##### Records to process

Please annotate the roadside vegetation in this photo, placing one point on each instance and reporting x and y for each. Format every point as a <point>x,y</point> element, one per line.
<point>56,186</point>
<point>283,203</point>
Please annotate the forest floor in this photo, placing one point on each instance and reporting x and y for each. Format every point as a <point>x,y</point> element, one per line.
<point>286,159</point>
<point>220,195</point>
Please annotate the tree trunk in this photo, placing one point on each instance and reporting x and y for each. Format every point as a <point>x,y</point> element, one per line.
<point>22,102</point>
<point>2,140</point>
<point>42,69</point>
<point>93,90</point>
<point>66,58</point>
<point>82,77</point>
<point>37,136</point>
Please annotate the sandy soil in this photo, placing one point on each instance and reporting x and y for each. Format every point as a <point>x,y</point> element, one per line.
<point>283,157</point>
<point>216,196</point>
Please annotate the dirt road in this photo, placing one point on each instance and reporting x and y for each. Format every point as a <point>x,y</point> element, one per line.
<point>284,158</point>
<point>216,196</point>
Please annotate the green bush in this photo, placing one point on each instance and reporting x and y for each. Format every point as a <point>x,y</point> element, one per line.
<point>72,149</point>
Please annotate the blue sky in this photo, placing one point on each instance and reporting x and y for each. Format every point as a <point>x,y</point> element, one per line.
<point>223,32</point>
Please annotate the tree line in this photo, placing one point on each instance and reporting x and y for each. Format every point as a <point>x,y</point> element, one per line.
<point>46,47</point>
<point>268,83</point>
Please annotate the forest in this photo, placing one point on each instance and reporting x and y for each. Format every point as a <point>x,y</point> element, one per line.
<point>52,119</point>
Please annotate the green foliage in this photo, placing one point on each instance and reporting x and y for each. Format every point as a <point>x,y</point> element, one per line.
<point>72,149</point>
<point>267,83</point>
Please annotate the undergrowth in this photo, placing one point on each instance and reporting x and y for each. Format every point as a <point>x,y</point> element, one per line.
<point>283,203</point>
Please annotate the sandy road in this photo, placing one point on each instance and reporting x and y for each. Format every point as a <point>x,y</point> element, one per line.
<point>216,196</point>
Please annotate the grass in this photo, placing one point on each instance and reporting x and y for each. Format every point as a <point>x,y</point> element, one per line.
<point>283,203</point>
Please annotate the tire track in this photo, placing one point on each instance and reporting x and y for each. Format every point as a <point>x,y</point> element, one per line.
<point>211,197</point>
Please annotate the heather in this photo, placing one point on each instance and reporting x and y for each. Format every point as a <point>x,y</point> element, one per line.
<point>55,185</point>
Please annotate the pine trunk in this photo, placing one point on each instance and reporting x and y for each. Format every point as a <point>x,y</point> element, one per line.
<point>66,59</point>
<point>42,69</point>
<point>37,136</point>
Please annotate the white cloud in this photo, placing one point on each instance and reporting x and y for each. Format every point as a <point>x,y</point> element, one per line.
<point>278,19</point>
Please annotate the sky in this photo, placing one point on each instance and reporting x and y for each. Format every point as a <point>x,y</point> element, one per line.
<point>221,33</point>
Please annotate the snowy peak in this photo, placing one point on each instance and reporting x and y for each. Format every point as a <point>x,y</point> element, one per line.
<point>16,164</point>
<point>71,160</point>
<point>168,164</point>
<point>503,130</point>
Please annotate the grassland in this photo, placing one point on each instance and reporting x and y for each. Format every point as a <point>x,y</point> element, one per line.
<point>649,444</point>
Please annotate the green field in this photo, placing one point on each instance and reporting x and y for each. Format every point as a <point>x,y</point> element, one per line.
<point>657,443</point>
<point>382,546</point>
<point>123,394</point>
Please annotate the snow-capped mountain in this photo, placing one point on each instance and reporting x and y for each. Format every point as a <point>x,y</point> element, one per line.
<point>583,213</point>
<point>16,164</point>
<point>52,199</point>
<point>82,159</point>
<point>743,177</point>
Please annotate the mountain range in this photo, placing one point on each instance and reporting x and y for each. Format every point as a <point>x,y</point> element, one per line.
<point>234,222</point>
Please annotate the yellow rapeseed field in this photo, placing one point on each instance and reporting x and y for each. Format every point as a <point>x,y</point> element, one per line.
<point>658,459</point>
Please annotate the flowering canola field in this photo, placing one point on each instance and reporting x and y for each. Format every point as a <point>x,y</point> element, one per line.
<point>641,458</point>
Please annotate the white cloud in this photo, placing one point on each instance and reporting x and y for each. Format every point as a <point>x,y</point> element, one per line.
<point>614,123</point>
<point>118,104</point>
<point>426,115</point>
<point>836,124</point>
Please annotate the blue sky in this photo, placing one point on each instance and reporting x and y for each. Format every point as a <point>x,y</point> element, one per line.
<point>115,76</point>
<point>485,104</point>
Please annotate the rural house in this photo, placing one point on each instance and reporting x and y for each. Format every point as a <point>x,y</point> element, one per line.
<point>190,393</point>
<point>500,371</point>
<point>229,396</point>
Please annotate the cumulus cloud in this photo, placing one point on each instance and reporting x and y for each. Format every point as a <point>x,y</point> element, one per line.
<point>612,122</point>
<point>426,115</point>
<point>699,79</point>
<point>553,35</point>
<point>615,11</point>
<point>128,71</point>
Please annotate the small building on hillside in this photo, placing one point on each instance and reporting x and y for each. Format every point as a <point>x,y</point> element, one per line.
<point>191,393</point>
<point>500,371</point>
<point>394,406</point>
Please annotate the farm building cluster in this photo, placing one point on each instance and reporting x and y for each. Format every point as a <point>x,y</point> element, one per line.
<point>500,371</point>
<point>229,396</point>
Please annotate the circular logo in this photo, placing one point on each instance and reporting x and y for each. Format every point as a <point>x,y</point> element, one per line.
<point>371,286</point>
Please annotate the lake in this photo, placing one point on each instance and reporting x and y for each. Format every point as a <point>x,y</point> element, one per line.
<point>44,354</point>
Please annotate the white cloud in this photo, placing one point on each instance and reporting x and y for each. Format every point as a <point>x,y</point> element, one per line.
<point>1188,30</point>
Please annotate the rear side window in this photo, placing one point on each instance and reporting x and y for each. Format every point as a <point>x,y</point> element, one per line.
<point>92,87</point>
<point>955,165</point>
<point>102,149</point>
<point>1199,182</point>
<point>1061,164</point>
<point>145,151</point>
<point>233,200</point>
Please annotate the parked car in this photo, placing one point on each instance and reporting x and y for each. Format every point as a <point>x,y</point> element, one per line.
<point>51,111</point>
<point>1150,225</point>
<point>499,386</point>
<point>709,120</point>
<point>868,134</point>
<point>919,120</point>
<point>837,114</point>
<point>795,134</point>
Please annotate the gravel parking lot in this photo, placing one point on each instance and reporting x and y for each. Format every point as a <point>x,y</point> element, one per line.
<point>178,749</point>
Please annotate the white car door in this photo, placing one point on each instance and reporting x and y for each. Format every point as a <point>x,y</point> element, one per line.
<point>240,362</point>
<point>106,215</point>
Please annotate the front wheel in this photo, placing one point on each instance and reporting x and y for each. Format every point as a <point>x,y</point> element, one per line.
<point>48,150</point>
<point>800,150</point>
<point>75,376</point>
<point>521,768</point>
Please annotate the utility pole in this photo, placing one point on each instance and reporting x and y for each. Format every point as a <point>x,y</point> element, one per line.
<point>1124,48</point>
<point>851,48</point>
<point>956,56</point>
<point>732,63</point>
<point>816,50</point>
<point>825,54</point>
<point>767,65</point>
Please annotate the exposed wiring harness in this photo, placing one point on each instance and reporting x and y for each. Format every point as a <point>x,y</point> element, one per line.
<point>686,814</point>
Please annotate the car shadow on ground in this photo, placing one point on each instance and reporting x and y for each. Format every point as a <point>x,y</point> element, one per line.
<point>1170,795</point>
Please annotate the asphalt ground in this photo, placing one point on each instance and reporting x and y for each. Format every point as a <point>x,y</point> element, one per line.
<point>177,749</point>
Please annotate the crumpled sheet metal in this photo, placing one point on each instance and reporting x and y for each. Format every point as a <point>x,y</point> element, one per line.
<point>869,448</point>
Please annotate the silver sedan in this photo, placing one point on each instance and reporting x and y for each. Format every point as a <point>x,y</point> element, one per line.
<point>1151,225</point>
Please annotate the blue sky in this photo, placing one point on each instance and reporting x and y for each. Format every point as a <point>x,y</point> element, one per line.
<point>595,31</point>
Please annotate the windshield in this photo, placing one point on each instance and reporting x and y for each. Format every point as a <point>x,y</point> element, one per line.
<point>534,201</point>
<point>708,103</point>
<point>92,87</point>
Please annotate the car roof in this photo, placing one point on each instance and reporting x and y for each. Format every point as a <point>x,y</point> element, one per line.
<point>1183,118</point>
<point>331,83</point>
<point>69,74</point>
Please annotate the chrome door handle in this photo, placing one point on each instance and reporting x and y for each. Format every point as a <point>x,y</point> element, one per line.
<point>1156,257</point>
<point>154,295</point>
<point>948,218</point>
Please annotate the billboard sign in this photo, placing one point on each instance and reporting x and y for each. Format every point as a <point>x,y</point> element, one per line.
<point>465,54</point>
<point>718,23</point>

##########

• _Work required_
Duplicate the part of the records that opens with the line containing "Please annotate the grass in" and closes with the line containing "<point>211,197</point>", reproducing both of those lines and everything between them.

• _Written response_
Please annotate the grass in this photo, placing one point on each instance and reporting x and y for each. Format every point as a <point>x,y</point> element, one per line.
<point>283,203</point>
Please annotate the tire track in this photo, placing one point on each instance and reporting x and y for each. Format every point as a <point>x,y</point> element, one per line.
<point>211,197</point>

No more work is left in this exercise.